YOUR TASKS:
1. In the steampunk short story collection review below, why does the reviewer say the first story doesn't slow down when it gives the main character's background? Answer in one to three sentences.
2. Output the part of the steampunk collection review starting at "The first story, however, is" and ending at "away from this.", word for word.

The explanation about not knowing what the orbs can really do and coming from a place where there are no orbs was okay, but if he had been stealing them for as long as this story implies how could he not know their power, and where is this world that none of the other characters knows about? Why isn’t this explained deeper? That is the main characters motivation and we never get a glimpse into this world. The book just ends with them going to it, thus leaving the biggest unanswered question about his origins unanswered.

This story was all about the action, and it was great action for that matter, but it was definitely all show and no tell. Like it was the first few chapters of a much much bigger book and not a complete short story amongst other short stories. I couldn’t connect to it because there wasn’t enough about the main character described to understand him, couldn’t get involved in how things panned out for the government worker because I didn’t know anything about her either to justify it, and then the whole reason for stealing the orb in the first place never happens. A portal opens and the story is over. Basically, this story just didn’t offer anything beyond the action and chase to grab onto.

The last story, a romance, was just too predictable. The author set up this world with a disease that affects humans and talks about pure breeding to avoid it. How it is encouraged to marry into your station and not below. So, when the son of someone in high society falls in love with someone who is afflicted with the virus you know what’s going to happen. It’s about how it happens and the deeper you got into this the less you could feel for the guy. He knew what might happen, knew she could die at any moment, and didn’t bother at all to face this fact. Then, after being the subject of abuse, turns into a raving murderous lunatic when what he knew would happen, happened.

The whole son turning into his father that he hates plot accept here it was just hard to sympathise with him when it was clear that this was a possibility. And, as a botanist, he could’ve still shunned his father and devoted his life to finding a herbal cure instead of becoming a mad man bent on recreating a human droid, with a soul of its own. I skimmed through most of this because the clear and obvious emphasis placed on how deeply in love with her he was and how much he hated his parents could only lead to one conclusion. A young man doing something stupid for love. Instead of feeling a connection, my only thought was ‘so you’re going to become a murderer for something you knew for years could happen at any moment?’

Overall, the writing for all the stories was great. Excellent even. The problem with the second two was what the plot itself offered up. The second didn’t answer much. It gave amazing fight sequences and good pacing but not enough about the actual players to understand why they did what they did and why the things that happened to them happened. The third upselled the love angle and hate for parents so much to sell the ending without considering readers might already see it coming. The set-up of the virus was so perfectly executed the moment we find out about the love connection there was only one way this could go. How the MC responded to that was what would make or break the book and, as I said, the further in you got the more obvious the route it would take became.

The first story, however, is all sorts of awesome. It plays in the steampunk realm of the collection nicely. Brings something fresh, if not new, into it with a splash of fantasy and manages to weave details of the main character into the plot by directly relating backstory to present-day events so it didn’t slow down by going backwards. The plot progression was basically everything I expect from a short story with a perfectly tied up ending with that lingering bit of there could be more there to entice us without a feeling of the story being unfinished. To be fair the third one did this well too but the direction it ultimately went took away from this.

Steampunk is so much fun, and I went into this with high hopes, and even higher ones after the first short, but ultimately this one just didn’t do it for me.

SOURCE MATERIAL:
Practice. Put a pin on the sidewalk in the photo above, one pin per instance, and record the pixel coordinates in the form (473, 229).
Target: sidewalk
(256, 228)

ANSWERS FOR THIS EXERCISE:
1. The story weaves details of the main character into the plot by directly relating the backstory to present-day events. Because of this, it never slows down by going backwards.

2.
The first story, however, is all sorts of awesome. It plays in the steampunk realm of the collection nicely. Brings something fresh, if not new, into it with a splash of fantasy and manages to weave details of the main character into the plot by directly relating backstory to present-day events so it didn’t slow down by going backwards. The plot progression was basically everything I expect from a short story with a perfectly tied up ending with that lingering bit of there could be more there to entice us without a feeling of the story being unfinished. To be fair the third one did this well too but the direction it ultimately went took away from this.